## The request
Please convert the lines of the rows below into a Markdown table with the columns "Number" and "Line", giving each line its own number and leaving out blank lines. Omit the pictures from the table.

──────── Input rows ────────

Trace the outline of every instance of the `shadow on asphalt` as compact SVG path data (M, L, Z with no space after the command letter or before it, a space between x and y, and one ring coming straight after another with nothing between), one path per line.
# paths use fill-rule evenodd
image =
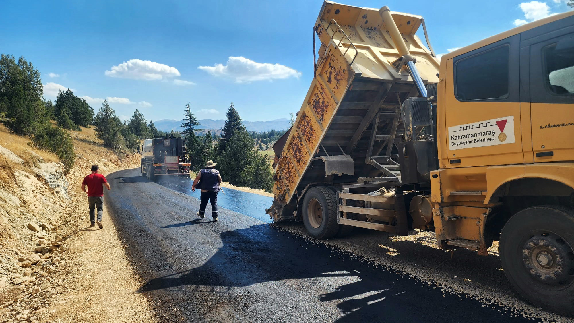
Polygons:
M193 219L191 221L186 221L185 222L182 222L180 223L174 223L173 224L170 224L169 225L166 225L165 226L162 226L162 229L166 229L168 228L179 228L180 226L185 226L187 225L193 225L194 224L201 224L202 223L207 223L210 222L216 222L212 220L210 220L209 219Z
M318 295L321 302L340 301L336 307L344 316L336 322L380 321L382 318L393 322L418 321L422 318L437 321L435 319L441 315L439 313L447 312L448 317L443 317L442 321L457 322L468 317L470 305L481 308L475 301L455 295L445 296L439 289L422 287L421 283L375 268L349 255L309 243L269 225L224 232L220 237L223 246L205 263L152 279L139 291L224 293L234 290L232 287L304 279L305 281L300 283L286 284L299 283L301 289L306 288L303 285L309 284L338 286L332 291ZM436 251L437 255L440 253L444 256L444 251ZM292 296L296 297L296 294ZM471 305L471 302L473 302ZM430 312L421 310L421 306ZM487 316L497 318L494 316L499 314L495 312ZM509 321L514 320L505 317Z
M116 177L115 179L121 179L122 182L118 182L118 184L123 184L124 183L150 183L152 181L142 176L130 176L129 177Z

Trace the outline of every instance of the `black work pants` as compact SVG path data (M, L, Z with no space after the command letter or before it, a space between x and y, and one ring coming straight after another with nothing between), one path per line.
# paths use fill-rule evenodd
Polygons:
M211 203L211 216L214 218L217 218L217 192L208 191L201 192L201 195L199 198L200 203L199 204L199 215L203 216L205 214L205 207L207 206L207 201Z

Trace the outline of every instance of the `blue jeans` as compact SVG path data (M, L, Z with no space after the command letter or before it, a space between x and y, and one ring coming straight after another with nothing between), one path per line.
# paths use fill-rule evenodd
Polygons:
M90 221L92 223L96 222L95 210L98 209L98 221L102 221L102 214L103 214L104 197L88 197L88 205L90 205Z
M199 198L199 215L203 216L205 214L205 207L207 207L207 201L211 202L211 216L217 218L217 192L208 191L201 192L201 197Z

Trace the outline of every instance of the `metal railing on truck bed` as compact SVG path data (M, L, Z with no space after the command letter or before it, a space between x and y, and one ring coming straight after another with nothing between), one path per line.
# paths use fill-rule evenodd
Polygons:
M390 17L422 82L437 82L438 60L415 35L422 18ZM378 9L325 1L313 31L321 41L314 78L275 167L268 213L276 221L294 218L309 184L400 182L391 155L400 109L418 94Z

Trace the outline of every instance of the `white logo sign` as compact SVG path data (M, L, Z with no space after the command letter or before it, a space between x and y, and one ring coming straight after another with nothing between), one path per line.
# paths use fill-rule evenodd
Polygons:
M450 150L514 143L514 116L448 127Z

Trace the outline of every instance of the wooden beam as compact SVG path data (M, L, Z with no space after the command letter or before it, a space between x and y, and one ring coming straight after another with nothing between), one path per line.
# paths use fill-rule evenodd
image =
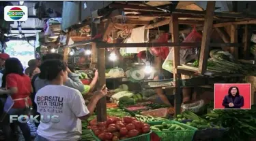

────────

## Complete output
| Number | Line |
|---|---|
| 1 | Trace the outline of every instance of the `shadow on asphalt` as compact SVG path data (M, L, Z with no space after the command letter or before it, a space between x and y, and one ring coming straight after another with nothing between), one path per line. |
| 2 | # paths use fill-rule evenodd |
| 3 | image = |
| 4 | Polygons: |
| 5 | M193 219L191 221L186 221L185 222L182 222L180 223L174 223L173 224L170 224L169 225L166 225L165 226L162 226L162 229L166 229L168 228L179 228L180 226L185 226L187 225L193 225L194 224L201 224L202 223L207 223L210 222L216 222L212 220L210 220L209 219Z |
| 6 | M318 295L321 302L340 301L336 307L344 316L336 322L380 321L382 318L393 322L418 321L422 318L437 321L435 319L441 315L439 313L447 312L448 317L443 317L442 321L457 322L468 317L470 305L481 308L475 301L455 295L445 296L439 289L422 287L421 283L375 268L349 255L309 243L269 225L224 232L220 237L223 246L205 263L152 279L139 291L224 293L234 290L232 287L304 279L305 281L300 283L286 284L299 283L301 289L306 288L303 285L309 284L338 286L332 291ZM436 251L437 255L440 253L444 256L444 251ZM292 296L296 297L296 294ZM471 305L471 302L473 302ZM430 312L421 310L421 306ZM487 316L497 318L494 316L499 314L495 312ZM509 321L514 320L505 317Z |
| 7 | M116 177L115 179L121 179L122 182L118 182L118 184L123 184L124 183L150 183L152 181L142 176L130 176L129 177Z |
| 8 | Trace the outline of every instance of the `black work pants` as compact SVG path data (M, L, Z with no space after the command letter or before it, a space between x and y, and one ring coming straight after another with nothing between), one path per line. |
| 9 | # paths use fill-rule evenodd |
| 10 | Polygons: |
| 11 | M211 203L211 216L214 218L217 218L217 192L208 191L201 192L201 195L199 198L200 203L199 204L199 215L203 216L205 214L205 207L207 206L207 201Z |
| 12 | Trace the outline of every instance of the `blue jeans` as compact SVG path data (M, L, Z with no space after the command letter or before it, a space between x and y, and one ring coming straight after another with nothing between), one path per line. |
| 13 | # paths use fill-rule evenodd |
| 14 | Polygons: |
| 15 | M90 221L92 223L96 222L95 210L98 209L98 221L102 221L102 214L103 214L104 197L88 197L88 205L90 205Z |
| 16 | M199 198L199 215L203 216L205 214L205 207L207 207L207 201L211 202L211 216L217 218L217 192L208 191L201 192L201 197Z |
| 17 | Trace the outline of every instance of the `metal railing on truck bed` as compact SVG path data (M, L, Z with no space after the command letter or before it, a space between x and y, and one ring coming straight after another with nothing between), one path per line. |
| 18 | # paths use fill-rule evenodd |
| 19 | Polygons: |
| 20 | M390 17L422 82L437 82L438 60L415 35L422 18ZM378 9L325 1L313 31L321 41L314 78L275 167L268 213L276 221L294 218L309 184L400 182L391 155L400 109L418 94Z |
| 21 | Trace the outline of every instance of the `white logo sign` as compact SVG path data (M, L, Z with no space after the command letter or before it, a space between x and y, and one ring coming straight after another with nothing between), one path per line. |
| 22 | # paths use fill-rule evenodd |
| 23 | Polygons: |
| 24 | M450 150L514 143L514 116L448 127Z |
| 25 | Trace the outline of every instance of the wooden beam as compact SVG path data (M, L, Z with no space after the command letter or before it, a space between x and y, and one ring coming straight after another with nothing between), one path per line. |
| 26 | # paths use fill-rule evenodd |
| 27 | image = |